The line with "[point] at the horse's" marks where to begin; print it and all lines after it in the material below exactly, skipping pictures.

*** Opening of Provided data ***

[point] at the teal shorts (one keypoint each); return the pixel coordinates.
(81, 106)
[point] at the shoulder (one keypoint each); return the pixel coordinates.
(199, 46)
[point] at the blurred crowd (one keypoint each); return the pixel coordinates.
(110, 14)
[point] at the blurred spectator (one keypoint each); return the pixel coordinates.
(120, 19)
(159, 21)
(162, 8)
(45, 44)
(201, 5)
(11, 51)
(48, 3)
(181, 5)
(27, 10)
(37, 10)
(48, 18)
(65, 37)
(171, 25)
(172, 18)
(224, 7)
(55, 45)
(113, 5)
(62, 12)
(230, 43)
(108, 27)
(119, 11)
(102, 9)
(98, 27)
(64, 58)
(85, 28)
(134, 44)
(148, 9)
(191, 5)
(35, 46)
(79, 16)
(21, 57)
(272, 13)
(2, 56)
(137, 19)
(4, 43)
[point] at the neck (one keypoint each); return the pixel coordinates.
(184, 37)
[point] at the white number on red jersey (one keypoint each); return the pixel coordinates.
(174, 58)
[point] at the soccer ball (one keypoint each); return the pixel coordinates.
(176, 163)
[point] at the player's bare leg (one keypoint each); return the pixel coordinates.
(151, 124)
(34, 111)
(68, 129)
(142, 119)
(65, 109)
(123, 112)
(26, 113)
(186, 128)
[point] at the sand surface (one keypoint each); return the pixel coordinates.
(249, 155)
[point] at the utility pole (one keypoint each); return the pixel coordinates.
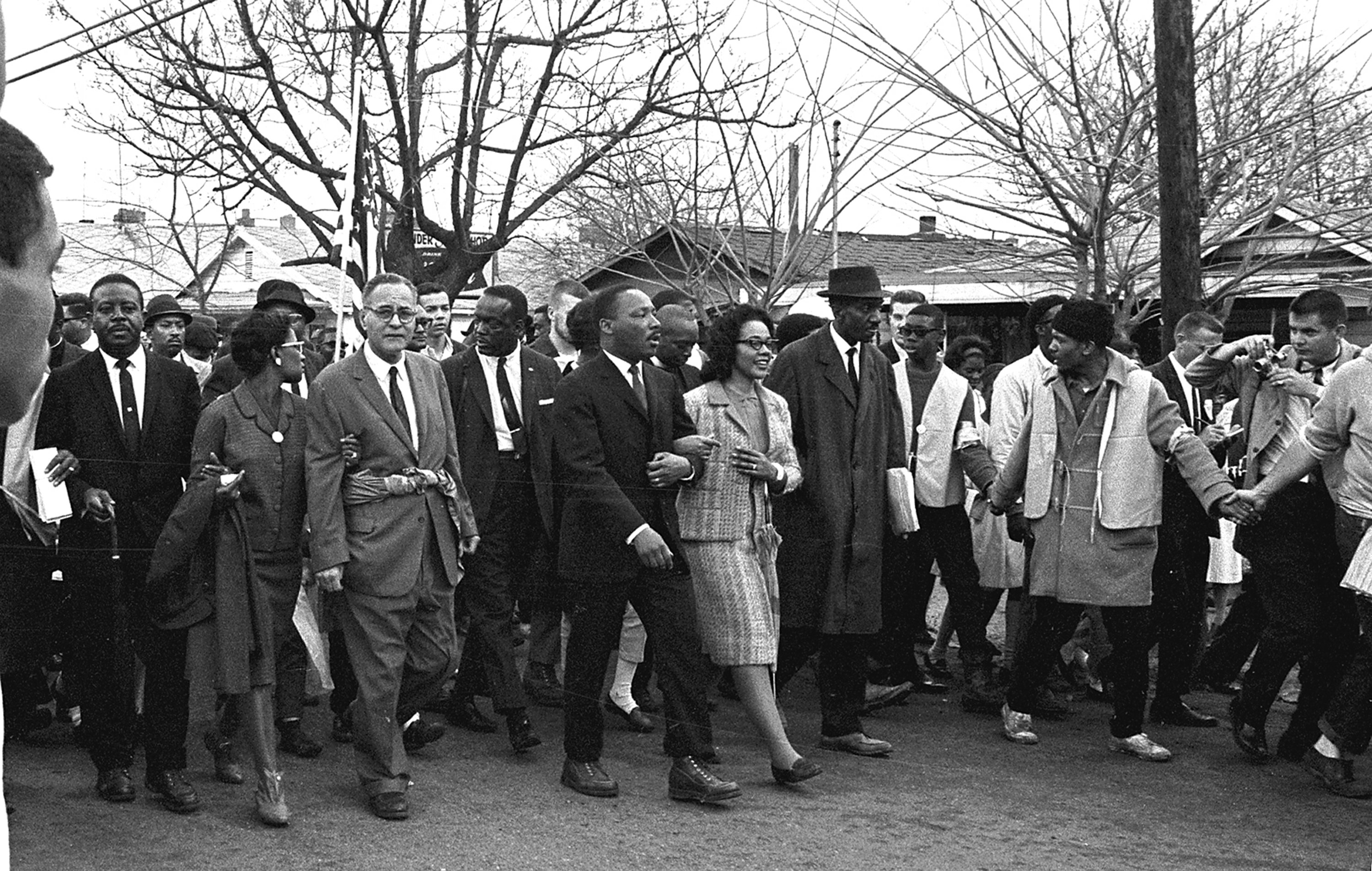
(1179, 177)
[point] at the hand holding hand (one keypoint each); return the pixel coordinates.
(99, 505)
(352, 447)
(754, 464)
(62, 467)
(696, 446)
(1238, 508)
(468, 545)
(331, 579)
(652, 550)
(666, 469)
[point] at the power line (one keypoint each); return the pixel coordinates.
(118, 39)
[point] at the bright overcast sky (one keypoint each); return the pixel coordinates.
(88, 169)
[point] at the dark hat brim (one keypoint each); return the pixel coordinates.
(308, 313)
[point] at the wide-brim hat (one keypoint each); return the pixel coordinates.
(165, 305)
(278, 291)
(854, 283)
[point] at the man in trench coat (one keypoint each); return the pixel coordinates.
(846, 420)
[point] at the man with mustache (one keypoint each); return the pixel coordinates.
(619, 433)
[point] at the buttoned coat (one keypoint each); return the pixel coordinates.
(721, 506)
(80, 414)
(477, 426)
(829, 567)
(381, 543)
(603, 441)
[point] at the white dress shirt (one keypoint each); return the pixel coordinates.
(843, 352)
(139, 372)
(512, 371)
(382, 371)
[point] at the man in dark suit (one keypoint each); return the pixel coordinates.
(1183, 563)
(283, 298)
(390, 542)
(618, 427)
(129, 418)
(503, 404)
(847, 426)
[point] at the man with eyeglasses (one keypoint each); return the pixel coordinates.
(390, 534)
(287, 300)
(846, 420)
(943, 445)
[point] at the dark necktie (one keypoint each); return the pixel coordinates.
(511, 408)
(129, 408)
(638, 386)
(398, 404)
(1200, 418)
(852, 370)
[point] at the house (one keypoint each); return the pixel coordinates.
(1296, 247)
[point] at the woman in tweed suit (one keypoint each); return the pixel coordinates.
(726, 520)
(258, 429)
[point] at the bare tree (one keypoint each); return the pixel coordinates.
(1057, 127)
(481, 113)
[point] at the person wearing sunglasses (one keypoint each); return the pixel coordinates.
(257, 433)
(726, 520)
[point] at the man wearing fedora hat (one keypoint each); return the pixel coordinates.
(165, 324)
(846, 419)
(280, 297)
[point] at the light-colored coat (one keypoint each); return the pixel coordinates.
(721, 506)
(381, 543)
(835, 523)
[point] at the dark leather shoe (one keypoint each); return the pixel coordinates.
(1252, 740)
(295, 742)
(542, 686)
(422, 733)
(114, 785)
(390, 806)
(636, 719)
(1179, 714)
(589, 780)
(342, 731)
(931, 686)
(227, 770)
(858, 744)
(689, 780)
(522, 733)
(800, 770)
(466, 714)
(1335, 775)
(173, 790)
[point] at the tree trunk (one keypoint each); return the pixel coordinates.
(1179, 187)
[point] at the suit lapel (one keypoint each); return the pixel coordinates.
(379, 401)
(478, 389)
(614, 379)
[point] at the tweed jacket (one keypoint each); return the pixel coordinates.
(1261, 405)
(381, 543)
(721, 506)
(238, 431)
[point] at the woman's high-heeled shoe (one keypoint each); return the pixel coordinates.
(800, 770)
(271, 799)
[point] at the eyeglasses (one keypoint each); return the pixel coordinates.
(386, 313)
(755, 344)
(920, 333)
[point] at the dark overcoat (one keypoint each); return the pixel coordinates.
(829, 564)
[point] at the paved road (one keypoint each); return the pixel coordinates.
(953, 796)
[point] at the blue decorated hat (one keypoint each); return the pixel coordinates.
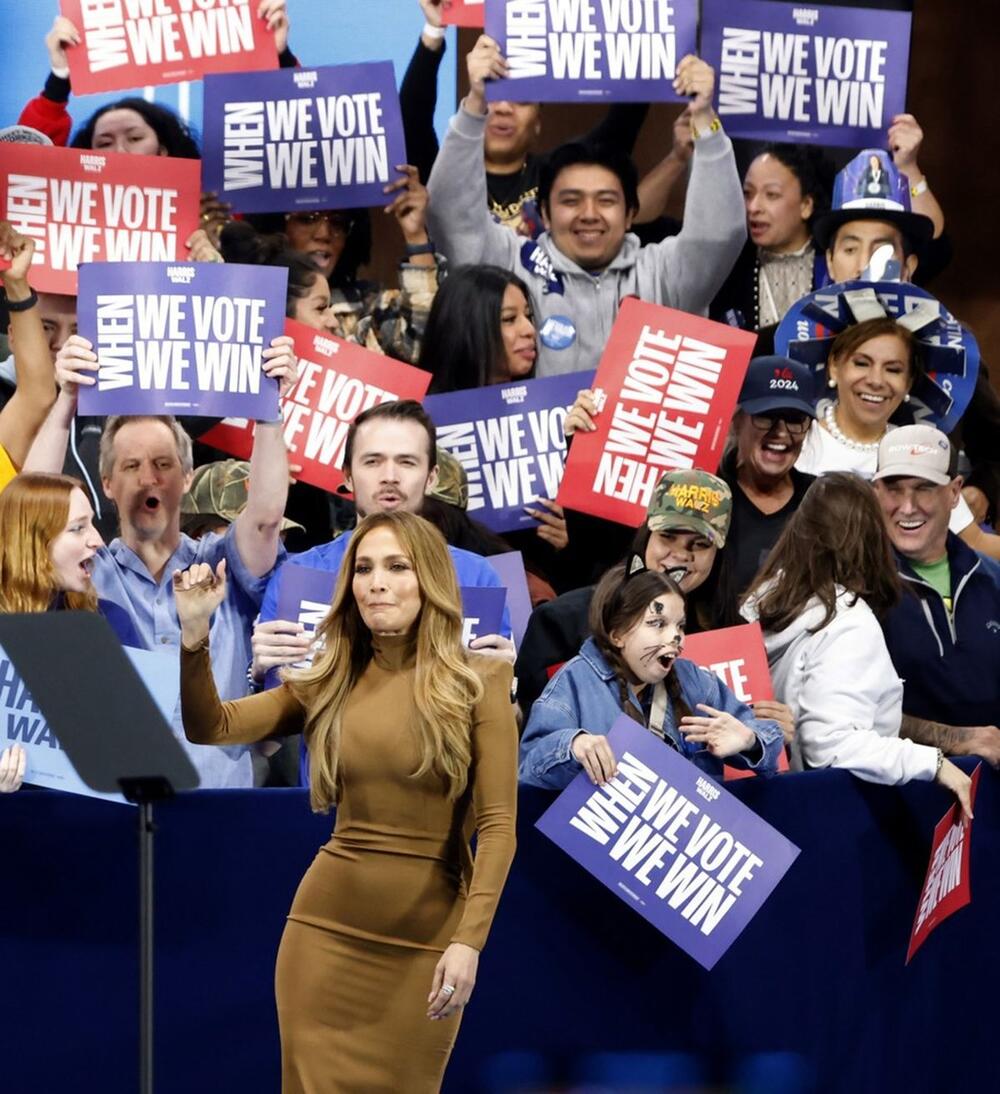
(872, 187)
(777, 383)
(949, 351)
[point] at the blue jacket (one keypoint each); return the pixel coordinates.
(950, 666)
(584, 695)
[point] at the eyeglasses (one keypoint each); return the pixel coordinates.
(795, 423)
(337, 223)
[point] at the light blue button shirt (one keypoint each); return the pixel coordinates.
(121, 577)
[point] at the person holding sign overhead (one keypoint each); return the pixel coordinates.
(413, 738)
(134, 125)
(579, 270)
(820, 597)
(25, 411)
(785, 188)
(146, 467)
(631, 664)
(390, 464)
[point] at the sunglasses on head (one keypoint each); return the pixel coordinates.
(336, 222)
(795, 421)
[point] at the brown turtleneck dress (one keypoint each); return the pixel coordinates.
(396, 883)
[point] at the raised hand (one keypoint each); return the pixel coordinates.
(62, 34)
(581, 414)
(198, 591)
(409, 206)
(13, 761)
(484, 62)
(697, 78)
(275, 12)
(593, 753)
(551, 516)
(280, 363)
(721, 734)
(19, 251)
(76, 362)
(278, 642)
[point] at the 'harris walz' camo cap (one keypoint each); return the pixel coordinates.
(694, 500)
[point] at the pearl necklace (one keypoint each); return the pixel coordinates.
(829, 419)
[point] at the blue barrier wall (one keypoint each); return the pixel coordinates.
(569, 970)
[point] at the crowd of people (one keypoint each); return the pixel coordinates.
(857, 533)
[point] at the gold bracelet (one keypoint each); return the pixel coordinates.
(713, 128)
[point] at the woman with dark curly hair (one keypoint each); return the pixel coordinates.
(818, 600)
(785, 188)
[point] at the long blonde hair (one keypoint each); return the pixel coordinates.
(34, 510)
(445, 686)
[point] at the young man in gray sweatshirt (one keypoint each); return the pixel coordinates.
(586, 262)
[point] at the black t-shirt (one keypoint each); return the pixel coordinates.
(513, 199)
(753, 534)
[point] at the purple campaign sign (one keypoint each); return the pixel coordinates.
(591, 50)
(181, 338)
(481, 612)
(326, 138)
(304, 595)
(509, 439)
(672, 842)
(817, 74)
(510, 567)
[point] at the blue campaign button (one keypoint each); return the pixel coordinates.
(558, 332)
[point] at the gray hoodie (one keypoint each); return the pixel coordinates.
(572, 305)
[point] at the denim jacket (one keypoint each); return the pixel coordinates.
(583, 695)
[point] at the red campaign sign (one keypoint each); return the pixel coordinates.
(463, 12)
(92, 207)
(946, 885)
(337, 380)
(134, 43)
(737, 656)
(666, 388)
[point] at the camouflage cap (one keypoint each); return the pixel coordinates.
(452, 485)
(220, 489)
(694, 500)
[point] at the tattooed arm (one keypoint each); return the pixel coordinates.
(954, 740)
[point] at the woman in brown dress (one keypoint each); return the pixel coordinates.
(414, 740)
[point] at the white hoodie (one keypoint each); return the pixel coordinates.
(845, 694)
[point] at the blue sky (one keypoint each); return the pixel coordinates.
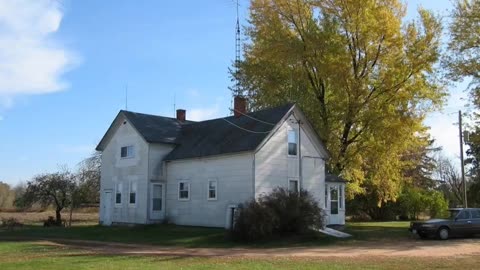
(67, 65)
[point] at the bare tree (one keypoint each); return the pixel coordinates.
(51, 189)
(450, 180)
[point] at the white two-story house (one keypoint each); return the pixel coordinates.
(158, 169)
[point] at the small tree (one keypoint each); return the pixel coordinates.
(88, 176)
(50, 189)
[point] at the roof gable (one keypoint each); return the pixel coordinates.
(153, 128)
(227, 135)
(212, 137)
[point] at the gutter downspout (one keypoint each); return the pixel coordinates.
(300, 173)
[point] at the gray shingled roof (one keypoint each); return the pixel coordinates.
(156, 129)
(226, 135)
(212, 137)
(334, 179)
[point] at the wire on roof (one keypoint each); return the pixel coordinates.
(247, 130)
(253, 118)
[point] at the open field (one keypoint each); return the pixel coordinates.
(374, 245)
(33, 255)
(84, 216)
(194, 237)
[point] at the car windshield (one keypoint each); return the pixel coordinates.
(454, 213)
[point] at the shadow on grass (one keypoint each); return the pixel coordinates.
(201, 237)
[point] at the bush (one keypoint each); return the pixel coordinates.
(10, 223)
(279, 213)
(254, 222)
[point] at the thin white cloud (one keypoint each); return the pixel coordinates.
(32, 61)
(76, 149)
(193, 93)
(201, 114)
(444, 125)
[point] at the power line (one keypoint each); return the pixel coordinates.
(253, 118)
(247, 130)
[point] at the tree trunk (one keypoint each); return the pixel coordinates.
(58, 216)
(71, 213)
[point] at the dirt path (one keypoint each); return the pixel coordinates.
(407, 248)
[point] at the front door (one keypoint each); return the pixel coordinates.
(334, 204)
(157, 201)
(463, 223)
(475, 213)
(107, 209)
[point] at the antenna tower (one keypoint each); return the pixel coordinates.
(237, 53)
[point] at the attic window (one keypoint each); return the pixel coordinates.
(292, 142)
(126, 152)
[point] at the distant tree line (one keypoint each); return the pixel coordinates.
(367, 80)
(61, 189)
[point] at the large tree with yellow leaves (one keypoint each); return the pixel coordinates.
(365, 78)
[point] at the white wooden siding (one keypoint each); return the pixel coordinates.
(117, 169)
(234, 174)
(274, 167)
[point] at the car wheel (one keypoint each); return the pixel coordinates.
(423, 235)
(443, 233)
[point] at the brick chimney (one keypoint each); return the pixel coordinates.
(181, 115)
(239, 106)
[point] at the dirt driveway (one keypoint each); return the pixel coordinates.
(405, 248)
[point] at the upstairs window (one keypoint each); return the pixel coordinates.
(292, 142)
(293, 185)
(212, 189)
(133, 192)
(183, 191)
(126, 152)
(118, 193)
(334, 200)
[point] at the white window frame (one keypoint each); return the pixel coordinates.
(118, 190)
(208, 189)
(130, 184)
(294, 180)
(327, 196)
(130, 152)
(333, 187)
(187, 184)
(288, 142)
(341, 196)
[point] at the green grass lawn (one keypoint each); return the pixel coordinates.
(30, 255)
(171, 235)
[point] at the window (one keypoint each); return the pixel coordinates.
(212, 189)
(118, 193)
(340, 197)
(293, 185)
(157, 197)
(292, 142)
(133, 192)
(183, 191)
(475, 213)
(326, 196)
(464, 215)
(334, 200)
(126, 152)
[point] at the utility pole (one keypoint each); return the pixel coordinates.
(461, 159)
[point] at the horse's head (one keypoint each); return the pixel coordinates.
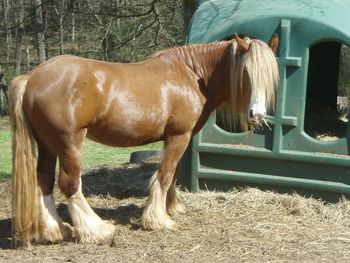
(258, 72)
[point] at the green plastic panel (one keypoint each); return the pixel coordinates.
(285, 156)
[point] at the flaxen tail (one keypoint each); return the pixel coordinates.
(24, 179)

*** Close of Provided data ***

## [Response]
[point] at the horse's head (one keypoint each); return the pixel coordinates.
(258, 72)
[point] at the green plastic panel (one keypoint each); return the pixel coordinates.
(285, 156)
[point] at the flaxen tail (one keypoint each); return the pixel coordinates.
(24, 179)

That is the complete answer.